Prompt =
Print, please, the line that contains "Find the manicured" and each line after it to the end of the entries, unchanged and with nothing else.

Records from a dataset =

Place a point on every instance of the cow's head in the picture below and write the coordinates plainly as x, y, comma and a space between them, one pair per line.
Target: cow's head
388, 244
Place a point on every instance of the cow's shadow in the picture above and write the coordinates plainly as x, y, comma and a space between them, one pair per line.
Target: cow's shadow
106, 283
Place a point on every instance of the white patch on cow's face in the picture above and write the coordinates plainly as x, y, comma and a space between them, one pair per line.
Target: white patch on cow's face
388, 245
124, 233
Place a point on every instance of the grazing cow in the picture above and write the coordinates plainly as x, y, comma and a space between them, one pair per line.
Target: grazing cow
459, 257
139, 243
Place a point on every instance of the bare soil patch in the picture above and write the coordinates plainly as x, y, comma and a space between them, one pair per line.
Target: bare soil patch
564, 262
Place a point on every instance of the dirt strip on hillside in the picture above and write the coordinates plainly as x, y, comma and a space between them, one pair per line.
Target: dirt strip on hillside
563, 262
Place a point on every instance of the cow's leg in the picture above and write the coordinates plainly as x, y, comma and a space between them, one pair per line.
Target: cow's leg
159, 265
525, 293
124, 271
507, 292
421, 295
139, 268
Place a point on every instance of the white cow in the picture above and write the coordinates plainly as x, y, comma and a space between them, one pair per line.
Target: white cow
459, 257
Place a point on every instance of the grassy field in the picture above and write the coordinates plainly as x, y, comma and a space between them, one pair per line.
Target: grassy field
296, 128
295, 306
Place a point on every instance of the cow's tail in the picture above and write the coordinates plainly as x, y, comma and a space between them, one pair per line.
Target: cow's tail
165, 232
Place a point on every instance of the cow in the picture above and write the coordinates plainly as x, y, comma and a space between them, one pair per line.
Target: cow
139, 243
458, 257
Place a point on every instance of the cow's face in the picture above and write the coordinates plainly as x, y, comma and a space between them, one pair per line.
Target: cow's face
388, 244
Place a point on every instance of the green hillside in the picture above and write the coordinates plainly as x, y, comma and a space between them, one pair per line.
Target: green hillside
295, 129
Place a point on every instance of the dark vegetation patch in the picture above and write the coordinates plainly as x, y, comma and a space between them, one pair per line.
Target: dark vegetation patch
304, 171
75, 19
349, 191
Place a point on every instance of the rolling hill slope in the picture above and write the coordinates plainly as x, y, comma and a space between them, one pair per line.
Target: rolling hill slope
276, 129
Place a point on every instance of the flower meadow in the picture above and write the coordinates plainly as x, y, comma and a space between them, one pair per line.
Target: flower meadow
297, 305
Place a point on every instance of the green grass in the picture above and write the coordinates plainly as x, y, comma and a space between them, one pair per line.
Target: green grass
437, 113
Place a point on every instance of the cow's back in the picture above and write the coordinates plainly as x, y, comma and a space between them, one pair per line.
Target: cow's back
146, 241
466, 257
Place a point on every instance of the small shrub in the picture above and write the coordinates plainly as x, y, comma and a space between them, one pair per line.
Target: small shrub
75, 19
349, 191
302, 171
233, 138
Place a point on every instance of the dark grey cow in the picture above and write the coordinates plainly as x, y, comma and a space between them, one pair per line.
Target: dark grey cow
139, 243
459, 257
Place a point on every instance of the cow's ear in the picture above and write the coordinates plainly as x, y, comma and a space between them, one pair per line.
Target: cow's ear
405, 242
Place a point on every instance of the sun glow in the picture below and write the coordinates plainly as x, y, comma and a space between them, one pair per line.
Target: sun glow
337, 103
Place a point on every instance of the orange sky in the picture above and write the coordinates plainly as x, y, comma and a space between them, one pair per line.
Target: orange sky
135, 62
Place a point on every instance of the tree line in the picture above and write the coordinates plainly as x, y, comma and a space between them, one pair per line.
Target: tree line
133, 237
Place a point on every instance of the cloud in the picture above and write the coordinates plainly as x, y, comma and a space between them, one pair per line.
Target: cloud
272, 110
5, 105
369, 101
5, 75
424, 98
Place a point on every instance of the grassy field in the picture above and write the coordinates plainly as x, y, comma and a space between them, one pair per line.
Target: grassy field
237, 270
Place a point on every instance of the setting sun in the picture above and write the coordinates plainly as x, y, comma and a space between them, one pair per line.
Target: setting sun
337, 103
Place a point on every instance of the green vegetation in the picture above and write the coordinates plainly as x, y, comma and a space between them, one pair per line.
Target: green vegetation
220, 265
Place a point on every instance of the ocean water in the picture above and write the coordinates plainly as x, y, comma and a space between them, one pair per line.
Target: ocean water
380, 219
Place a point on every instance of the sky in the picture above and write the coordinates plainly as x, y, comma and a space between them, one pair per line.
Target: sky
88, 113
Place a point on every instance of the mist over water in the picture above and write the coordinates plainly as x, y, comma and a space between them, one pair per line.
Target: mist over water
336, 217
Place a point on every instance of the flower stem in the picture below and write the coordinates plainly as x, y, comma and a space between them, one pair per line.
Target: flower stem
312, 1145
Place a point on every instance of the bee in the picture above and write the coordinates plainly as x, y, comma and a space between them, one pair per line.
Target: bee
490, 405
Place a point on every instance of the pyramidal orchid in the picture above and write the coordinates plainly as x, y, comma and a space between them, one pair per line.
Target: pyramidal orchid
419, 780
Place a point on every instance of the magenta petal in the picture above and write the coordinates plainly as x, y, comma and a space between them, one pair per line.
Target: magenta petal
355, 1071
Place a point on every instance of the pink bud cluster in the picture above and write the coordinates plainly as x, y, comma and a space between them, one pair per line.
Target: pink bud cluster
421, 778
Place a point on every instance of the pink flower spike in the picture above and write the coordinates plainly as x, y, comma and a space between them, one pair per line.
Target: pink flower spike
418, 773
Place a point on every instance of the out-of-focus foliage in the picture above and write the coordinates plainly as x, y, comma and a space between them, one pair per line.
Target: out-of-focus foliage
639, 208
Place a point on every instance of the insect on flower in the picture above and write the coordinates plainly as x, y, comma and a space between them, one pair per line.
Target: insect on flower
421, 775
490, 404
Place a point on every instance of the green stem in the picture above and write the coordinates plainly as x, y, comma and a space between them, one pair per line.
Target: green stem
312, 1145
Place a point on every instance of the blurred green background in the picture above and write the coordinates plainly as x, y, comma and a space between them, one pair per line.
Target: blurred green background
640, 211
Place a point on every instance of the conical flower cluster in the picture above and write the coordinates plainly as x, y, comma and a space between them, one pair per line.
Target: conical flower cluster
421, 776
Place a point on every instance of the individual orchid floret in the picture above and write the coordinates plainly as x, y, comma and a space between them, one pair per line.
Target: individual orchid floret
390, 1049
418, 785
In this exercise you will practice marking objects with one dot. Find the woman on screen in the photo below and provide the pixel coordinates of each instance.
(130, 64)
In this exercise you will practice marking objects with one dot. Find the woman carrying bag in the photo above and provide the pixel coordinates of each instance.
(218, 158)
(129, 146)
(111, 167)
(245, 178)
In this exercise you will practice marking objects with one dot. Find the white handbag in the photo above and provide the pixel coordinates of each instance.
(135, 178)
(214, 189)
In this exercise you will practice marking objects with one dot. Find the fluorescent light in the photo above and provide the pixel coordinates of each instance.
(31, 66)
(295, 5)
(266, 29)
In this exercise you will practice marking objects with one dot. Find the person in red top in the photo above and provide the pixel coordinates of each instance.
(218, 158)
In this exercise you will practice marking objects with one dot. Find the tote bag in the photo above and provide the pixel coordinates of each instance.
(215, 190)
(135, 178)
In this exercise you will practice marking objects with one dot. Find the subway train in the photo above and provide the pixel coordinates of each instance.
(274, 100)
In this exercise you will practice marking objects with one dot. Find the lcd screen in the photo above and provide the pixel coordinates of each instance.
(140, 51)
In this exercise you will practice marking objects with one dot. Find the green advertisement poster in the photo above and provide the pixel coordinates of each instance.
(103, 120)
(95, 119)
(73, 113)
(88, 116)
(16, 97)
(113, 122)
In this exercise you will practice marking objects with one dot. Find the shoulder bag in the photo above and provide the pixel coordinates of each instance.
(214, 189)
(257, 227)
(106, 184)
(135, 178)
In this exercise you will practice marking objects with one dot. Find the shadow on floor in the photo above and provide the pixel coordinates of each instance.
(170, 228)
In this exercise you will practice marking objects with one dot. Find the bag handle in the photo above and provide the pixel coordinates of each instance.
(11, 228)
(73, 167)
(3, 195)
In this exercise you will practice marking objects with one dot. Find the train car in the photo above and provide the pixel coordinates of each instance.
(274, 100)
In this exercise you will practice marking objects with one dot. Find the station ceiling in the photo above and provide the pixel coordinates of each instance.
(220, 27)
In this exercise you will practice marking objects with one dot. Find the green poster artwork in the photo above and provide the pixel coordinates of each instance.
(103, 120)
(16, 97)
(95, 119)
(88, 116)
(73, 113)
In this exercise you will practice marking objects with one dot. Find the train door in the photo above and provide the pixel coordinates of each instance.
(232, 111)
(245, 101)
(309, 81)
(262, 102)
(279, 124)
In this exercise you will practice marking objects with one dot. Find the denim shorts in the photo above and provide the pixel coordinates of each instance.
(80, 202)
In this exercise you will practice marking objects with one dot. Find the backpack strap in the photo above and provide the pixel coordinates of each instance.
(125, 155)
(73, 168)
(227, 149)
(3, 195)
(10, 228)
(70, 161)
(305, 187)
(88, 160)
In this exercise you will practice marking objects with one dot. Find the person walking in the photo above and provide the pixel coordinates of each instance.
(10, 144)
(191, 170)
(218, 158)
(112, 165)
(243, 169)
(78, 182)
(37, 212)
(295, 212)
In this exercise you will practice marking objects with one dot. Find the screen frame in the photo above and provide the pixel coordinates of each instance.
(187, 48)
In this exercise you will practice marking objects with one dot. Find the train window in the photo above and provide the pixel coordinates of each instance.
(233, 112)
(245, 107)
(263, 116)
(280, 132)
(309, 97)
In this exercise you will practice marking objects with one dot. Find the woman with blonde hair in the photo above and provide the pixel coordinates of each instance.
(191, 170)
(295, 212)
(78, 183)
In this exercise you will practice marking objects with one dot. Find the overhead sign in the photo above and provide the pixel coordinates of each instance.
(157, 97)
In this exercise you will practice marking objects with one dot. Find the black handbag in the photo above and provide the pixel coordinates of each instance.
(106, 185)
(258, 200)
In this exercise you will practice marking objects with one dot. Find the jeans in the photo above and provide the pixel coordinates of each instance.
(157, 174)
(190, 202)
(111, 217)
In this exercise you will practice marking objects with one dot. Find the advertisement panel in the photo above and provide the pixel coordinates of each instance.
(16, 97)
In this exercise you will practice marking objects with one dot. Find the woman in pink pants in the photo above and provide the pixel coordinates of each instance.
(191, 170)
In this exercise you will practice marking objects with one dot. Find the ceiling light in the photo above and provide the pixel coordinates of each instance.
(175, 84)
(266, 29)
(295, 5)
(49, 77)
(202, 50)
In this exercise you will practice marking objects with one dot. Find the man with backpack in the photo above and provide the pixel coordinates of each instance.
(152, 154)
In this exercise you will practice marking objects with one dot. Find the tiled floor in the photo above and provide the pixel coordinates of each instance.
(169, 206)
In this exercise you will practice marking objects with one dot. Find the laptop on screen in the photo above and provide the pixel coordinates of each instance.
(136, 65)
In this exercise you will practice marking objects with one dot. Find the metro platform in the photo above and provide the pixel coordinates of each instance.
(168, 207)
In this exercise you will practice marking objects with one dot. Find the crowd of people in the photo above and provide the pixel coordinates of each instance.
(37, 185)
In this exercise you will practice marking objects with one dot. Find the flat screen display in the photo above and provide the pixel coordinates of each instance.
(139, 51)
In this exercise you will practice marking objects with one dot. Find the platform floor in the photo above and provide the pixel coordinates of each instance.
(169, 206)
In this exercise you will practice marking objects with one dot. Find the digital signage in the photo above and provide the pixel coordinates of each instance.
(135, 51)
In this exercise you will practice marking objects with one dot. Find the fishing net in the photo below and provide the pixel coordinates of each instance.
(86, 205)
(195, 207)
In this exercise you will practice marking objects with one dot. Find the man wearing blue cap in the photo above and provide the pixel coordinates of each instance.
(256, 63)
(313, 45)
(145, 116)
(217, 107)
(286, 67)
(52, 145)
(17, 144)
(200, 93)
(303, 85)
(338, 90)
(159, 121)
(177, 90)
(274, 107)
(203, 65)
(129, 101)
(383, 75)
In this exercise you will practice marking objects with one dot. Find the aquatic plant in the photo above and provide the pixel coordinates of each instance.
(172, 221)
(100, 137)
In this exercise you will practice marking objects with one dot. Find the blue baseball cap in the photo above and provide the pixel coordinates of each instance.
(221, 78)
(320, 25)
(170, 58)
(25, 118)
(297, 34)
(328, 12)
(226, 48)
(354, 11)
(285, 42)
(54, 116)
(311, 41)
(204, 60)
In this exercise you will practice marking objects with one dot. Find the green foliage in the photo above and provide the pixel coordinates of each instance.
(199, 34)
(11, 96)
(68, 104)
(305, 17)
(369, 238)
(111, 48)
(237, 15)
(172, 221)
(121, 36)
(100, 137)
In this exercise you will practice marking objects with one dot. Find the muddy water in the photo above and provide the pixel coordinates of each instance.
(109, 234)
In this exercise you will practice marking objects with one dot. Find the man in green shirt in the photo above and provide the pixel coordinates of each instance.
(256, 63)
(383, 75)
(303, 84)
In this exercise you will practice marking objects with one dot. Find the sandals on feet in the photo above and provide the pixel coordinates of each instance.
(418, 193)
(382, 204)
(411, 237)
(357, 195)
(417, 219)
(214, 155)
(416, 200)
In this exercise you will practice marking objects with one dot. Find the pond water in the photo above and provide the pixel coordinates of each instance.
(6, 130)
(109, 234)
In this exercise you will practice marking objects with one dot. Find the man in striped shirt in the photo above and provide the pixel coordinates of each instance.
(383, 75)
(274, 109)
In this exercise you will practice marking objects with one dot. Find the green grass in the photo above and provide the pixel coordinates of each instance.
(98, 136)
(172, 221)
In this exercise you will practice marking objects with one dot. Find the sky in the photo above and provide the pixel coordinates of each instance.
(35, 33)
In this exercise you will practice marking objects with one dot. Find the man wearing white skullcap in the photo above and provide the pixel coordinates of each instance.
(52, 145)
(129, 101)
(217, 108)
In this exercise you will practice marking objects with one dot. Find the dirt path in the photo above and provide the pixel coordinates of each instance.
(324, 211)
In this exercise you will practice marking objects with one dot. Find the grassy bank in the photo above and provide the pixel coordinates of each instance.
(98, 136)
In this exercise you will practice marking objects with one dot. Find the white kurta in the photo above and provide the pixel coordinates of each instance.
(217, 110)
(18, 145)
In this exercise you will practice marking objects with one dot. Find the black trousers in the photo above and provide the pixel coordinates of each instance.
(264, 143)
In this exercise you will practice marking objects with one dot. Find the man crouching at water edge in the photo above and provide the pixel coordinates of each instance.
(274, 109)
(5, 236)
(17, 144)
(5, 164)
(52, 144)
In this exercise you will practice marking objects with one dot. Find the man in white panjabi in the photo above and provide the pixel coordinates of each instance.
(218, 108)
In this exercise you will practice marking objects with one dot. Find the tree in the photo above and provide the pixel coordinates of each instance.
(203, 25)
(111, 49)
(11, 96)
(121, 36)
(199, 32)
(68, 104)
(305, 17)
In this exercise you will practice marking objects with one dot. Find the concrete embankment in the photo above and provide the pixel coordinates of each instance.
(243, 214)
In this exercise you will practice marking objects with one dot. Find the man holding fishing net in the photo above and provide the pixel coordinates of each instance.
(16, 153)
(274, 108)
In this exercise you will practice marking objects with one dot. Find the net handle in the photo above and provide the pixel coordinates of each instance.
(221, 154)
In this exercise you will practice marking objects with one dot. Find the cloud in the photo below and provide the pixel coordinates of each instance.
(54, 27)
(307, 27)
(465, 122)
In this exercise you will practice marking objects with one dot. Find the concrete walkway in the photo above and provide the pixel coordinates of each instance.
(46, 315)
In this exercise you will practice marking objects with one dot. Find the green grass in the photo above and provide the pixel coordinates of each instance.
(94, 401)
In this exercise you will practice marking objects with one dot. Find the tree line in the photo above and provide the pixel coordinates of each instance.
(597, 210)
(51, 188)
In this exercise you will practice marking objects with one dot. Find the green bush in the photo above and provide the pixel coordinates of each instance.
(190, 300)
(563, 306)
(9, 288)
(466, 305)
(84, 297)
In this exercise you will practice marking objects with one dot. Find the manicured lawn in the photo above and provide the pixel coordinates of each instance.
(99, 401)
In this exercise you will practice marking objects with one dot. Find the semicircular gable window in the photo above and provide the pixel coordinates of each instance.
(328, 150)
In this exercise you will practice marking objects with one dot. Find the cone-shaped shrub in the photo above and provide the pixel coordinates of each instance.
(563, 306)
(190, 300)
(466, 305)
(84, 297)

Answer to the problem =
In this exercise you will practice marking objects with one dot. Find the manicured lawn in the photo above and provide the pixel coordinates of each instance.
(99, 401)
In this exercise you will practice marking objects with one dot. Find the semicircular gable window in the photo above and provide the pixel coordinates of each instance.
(328, 150)
In this exercise you will practice marking objects with one dot. Find the cone-shaped shrub in the photo above and provide the pixel coordinates of each instance.
(563, 306)
(190, 300)
(466, 305)
(84, 297)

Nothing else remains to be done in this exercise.